_Exercise material_

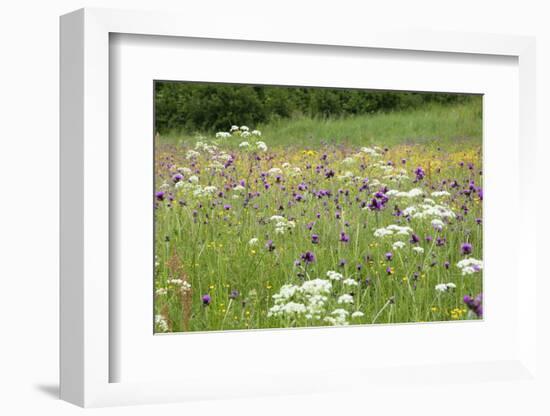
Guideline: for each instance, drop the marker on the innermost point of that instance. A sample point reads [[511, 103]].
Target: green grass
[[204, 238], [444, 125]]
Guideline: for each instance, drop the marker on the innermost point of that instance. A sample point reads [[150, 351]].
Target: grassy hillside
[[443, 124]]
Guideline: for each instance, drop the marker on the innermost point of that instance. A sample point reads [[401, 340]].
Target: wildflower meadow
[[258, 228]]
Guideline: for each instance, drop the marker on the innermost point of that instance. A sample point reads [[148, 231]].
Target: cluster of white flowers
[[315, 287], [192, 154], [161, 323], [346, 176], [201, 191], [216, 165], [350, 282], [184, 171], [445, 287], [437, 224], [470, 265], [338, 318], [398, 245], [440, 193], [222, 135], [308, 299], [412, 193], [290, 308], [238, 188], [398, 176], [275, 171], [426, 211], [332, 275], [205, 147], [393, 229], [282, 224], [184, 285], [345, 298], [370, 151]]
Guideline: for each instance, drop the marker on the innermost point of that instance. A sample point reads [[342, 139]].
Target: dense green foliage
[[192, 107]]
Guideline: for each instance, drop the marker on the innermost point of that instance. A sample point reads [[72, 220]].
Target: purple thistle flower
[[344, 238], [475, 304], [419, 172], [269, 245], [177, 177], [206, 299], [308, 257], [466, 248]]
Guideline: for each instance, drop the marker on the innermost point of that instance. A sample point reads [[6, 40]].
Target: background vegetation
[[190, 108]]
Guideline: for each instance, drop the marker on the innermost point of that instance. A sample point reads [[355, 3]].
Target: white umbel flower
[[470, 266], [345, 299]]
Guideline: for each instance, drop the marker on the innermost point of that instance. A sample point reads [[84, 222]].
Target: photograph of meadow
[[284, 207]]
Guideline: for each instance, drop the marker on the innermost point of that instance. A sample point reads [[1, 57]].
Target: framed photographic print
[[270, 213]]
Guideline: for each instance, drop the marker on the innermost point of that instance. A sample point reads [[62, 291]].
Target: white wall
[[29, 56]]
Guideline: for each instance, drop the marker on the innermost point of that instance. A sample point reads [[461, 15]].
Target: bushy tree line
[[212, 107]]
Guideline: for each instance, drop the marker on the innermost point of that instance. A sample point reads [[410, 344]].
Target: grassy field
[[370, 219], [444, 125]]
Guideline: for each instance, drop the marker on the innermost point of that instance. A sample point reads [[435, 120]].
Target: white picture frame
[[86, 355]]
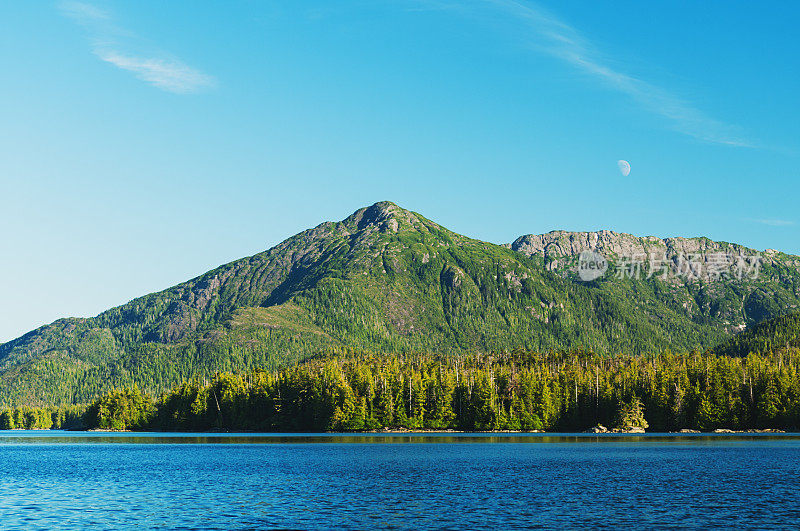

_Exercise prompt_
Go through the material above and output exactly the lines from the one containing "Target: wildflower meadow" through the one containing "reads [[410, 344]].".

_Response box_
Target: wildflower meadow
[[258, 228]]
Guideline: for each instance, drop the marker on the innermost point of that instance. A sample point reads [[148, 231]].
Target: cluster of white flowers
[[315, 287], [192, 154], [161, 323], [346, 176], [201, 191], [216, 165], [350, 282], [184, 171], [445, 287], [437, 224], [470, 265], [338, 318], [398, 245], [440, 193], [222, 135], [308, 299], [412, 193], [290, 308], [238, 188], [398, 176], [275, 171], [426, 211], [332, 275], [205, 147], [393, 229], [282, 224], [184, 285], [345, 298], [370, 151]]
Guideline: for each instance, drop the marker on the innermost point of that instance. A sample point reads [[342, 139]].
Target: dense green foliage
[[192, 107]]
Guideline: for each instance, drop the marker on the innermost point of that instance. A sample point reads [[72, 220]].
Target: purple thistle flower
[[344, 238], [475, 304], [419, 172], [269, 245], [177, 177], [206, 299], [308, 257], [466, 248]]
Guideline: for each instance, drop the marker on the innermost point of that instance. A sample point reads [[6, 40]].
Target: background vegetation
[[190, 108]]
Guideline: for each instance, drop the marker on the innermost point of that instance. A sample point reads [[355, 3]].
Target: white umbel flower
[[470, 266], [345, 299]]
Guideline: for each instance, drop the marker on the innermost point of that instance. A sample point reads [[84, 222]].
Target: photograph of meadow
[[284, 207]]
Guideline: for each instance, drop the marker on the innermost point of that instance. A sample point reads [[1, 57]].
Target: framed photographic print
[[270, 213]]
Guideline: for each instance, drop the marker on the innermost point of that instance. A sample point reads [[62, 291]].
Target: white wall
[[29, 56]]
Guideline: for each instance, drop the marker on the innermost point of that instance. A sample point reads [[461, 15]].
Target: bushy tree line
[[212, 107]]
Guideline: for each instance, drop the marker on the innermost point of that instance. A sample point reads [[410, 344]].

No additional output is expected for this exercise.